§ **EXERCISE DESCRIPTION**
Set down every entry exactly as given. Pictures are to be left out.

[Data extracted from a collection]
┌──

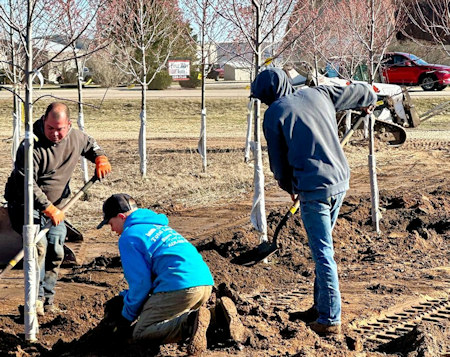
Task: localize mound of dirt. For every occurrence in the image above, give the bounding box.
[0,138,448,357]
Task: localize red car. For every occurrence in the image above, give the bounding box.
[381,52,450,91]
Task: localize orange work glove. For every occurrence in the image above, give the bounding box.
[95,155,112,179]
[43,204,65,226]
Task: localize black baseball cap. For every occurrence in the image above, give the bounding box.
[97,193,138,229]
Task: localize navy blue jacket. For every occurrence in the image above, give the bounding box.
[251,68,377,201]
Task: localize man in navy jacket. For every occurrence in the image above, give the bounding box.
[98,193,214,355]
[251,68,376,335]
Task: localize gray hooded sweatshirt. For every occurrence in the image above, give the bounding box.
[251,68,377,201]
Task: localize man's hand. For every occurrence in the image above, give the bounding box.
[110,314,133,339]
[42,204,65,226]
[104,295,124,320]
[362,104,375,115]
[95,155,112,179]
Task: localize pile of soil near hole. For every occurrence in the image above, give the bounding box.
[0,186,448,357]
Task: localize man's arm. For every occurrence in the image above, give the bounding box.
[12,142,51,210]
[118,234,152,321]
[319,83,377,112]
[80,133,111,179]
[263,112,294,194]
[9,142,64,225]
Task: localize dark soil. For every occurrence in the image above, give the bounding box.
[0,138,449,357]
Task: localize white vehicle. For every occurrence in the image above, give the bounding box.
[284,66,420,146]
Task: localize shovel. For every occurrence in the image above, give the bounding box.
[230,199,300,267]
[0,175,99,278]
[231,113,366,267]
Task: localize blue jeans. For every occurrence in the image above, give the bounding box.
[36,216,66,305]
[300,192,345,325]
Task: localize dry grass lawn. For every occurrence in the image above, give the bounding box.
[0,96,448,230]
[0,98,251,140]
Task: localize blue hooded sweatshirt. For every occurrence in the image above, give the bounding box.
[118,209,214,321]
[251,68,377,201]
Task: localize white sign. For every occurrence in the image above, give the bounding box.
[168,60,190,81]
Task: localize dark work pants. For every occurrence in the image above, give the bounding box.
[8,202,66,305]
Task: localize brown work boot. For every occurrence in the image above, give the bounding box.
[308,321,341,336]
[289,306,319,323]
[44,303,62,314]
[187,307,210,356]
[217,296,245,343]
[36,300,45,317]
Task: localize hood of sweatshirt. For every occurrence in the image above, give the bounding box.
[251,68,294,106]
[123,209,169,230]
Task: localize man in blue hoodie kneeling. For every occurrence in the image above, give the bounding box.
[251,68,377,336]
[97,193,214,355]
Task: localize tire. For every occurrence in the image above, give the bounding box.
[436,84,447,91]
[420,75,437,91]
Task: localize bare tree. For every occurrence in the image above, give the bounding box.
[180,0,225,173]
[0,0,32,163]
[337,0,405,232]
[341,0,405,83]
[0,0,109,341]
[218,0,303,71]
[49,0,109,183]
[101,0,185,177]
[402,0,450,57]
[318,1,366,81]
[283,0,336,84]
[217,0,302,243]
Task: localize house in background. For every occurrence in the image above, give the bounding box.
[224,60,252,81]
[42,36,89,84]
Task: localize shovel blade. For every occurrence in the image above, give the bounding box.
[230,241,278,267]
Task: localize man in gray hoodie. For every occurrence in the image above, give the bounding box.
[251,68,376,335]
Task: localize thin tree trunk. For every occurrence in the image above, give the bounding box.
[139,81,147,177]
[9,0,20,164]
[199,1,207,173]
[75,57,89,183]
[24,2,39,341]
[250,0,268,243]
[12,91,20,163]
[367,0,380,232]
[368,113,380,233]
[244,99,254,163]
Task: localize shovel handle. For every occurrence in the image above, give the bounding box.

└──

§ **ANSWER TO THIS TASK**
Task: localize mound of dirt. For every occurrence in the image above, give the bounding box.
[0,138,448,357]
Task: localize red car. For every occurrence in the image above, give the bounding box.
[381,52,450,91]
Task: localize orange work glove. For every occurrence in the image above, give the bounding box.
[95,155,112,179]
[43,204,65,226]
Task: localize black baseball cap. For every occurrence in the image above, give the bounding box.
[97,193,138,229]
Task: localize navy blue jacket. For every occurrence in the image above, give the bounding box.
[251,68,377,201]
Task: localize man in navy jacket. For every occurrence in the image above, give the bounding box.
[98,193,214,355]
[251,68,376,335]
Task: localize gray hooded sweatshirt. For every occurrence in the image above, give the bounding box.
[251,68,377,201]
Task: localize man's hand. For every occurrence in the image above, give the bounding box.
[110,314,133,339]
[42,204,65,226]
[104,295,124,320]
[362,104,375,115]
[95,155,112,179]
Task: localize pile of soil near hole. For every occurrence in the image above, give the bounding box.
[0,186,448,357]
Task: localize man's arm. For every occurrence in the image above, give the bounding box.
[12,142,51,210]
[118,234,152,321]
[319,83,377,112]
[80,133,111,179]
[263,112,294,194]
[9,142,64,225]
Task: localize dark soil. For every occurrence in the image above, give the bounding box.
[0,138,449,357]
Task: localize white vehicle. For every occurrence in the image above, give the bounding box.
[284,66,420,146]
Task: localize shovel. For every occurrence in the image above, give the bounding box.
[230,199,300,267]
[0,175,99,278]
[231,113,366,267]
Task: localize blue jeans. For every occurrence in the image above, give the bounding box.
[36,216,66,305]
[300,192,345,325]
Task: localize dry grass lawn. For every occurrence in the image above, give the bounding box.
[0,96,448,230]
[0,98,251,140]
Task: localize blue hooded sweatshirt. For every occurrence in the image above, give the bounding box.
[118,209,214,321]
[251,68,377,201]
Task: localize white sign. For every occurrence in the image above, give the bounding box.
[168,60,190,81]
Task: localize dark work pants. For every occurrence in the image above, give the bounding box.
[8,202,66,305]
Task: localize brown work boot. For every occurrence in the image above, give the bounding box.
[308,321,341,336]
[289,306,319,323]
[44,303,62,314]
[187,307,210,356]
[217,296,245,343]
[36,300,45,317]
Task: localize hood of sweatshirt. For every occurrence in the image above, give the bounding box.
[251,68,294,106]
[123,209,169,230]
Task: localize man in blue hoodie kneeling. For every occurrence in the image above, give the bounding box.
[251,68,377,336]
[97,193,214,355]
Task: localize tire. For every occurrence in the image above, give the bounding box.
[436,84,447,91]
[420,75,437,91]
Task: localize bare tree. For every occurrence in the image above, give the bounding box.
[180,0,225,173]
[0,0,32,163]
[337,0,405,232]
[341,0,405,83]
[0,0,109,341]
[218,0,303,71]
[49,0,109,183]
[101,0,185,177]
[402,0,450,57]
[318,1,366,81]
[283,0,336,84]
[217,0,302,243]
Task: localize house in background. For every occurrence in the image above, give the bounding box.
[224,60,252,81]
[42,36,89,84]
Task: localize shovel blade. For every occurrence in the image above, give the bounding box.
[230,241,278,267]
Task: localize man in gray hoodie. For every occurrence in the image above, give the bounding box.
[251,68,376,335]
Task: localize thin tree trunk. For every occurrence in the image above, give the bounding box.
[139,81,147,177]
[9,0,20,164]
[199,1,207,173]
[75,57,89,183]
[24,2,39,341]
[250,0,268,243]
[12,91,20,163]
[367,0,380,232]
[368,113,380,233]
[244,99,254,163]
Task: localize shovel handle. For every occurrence in the image above, give the bounding box.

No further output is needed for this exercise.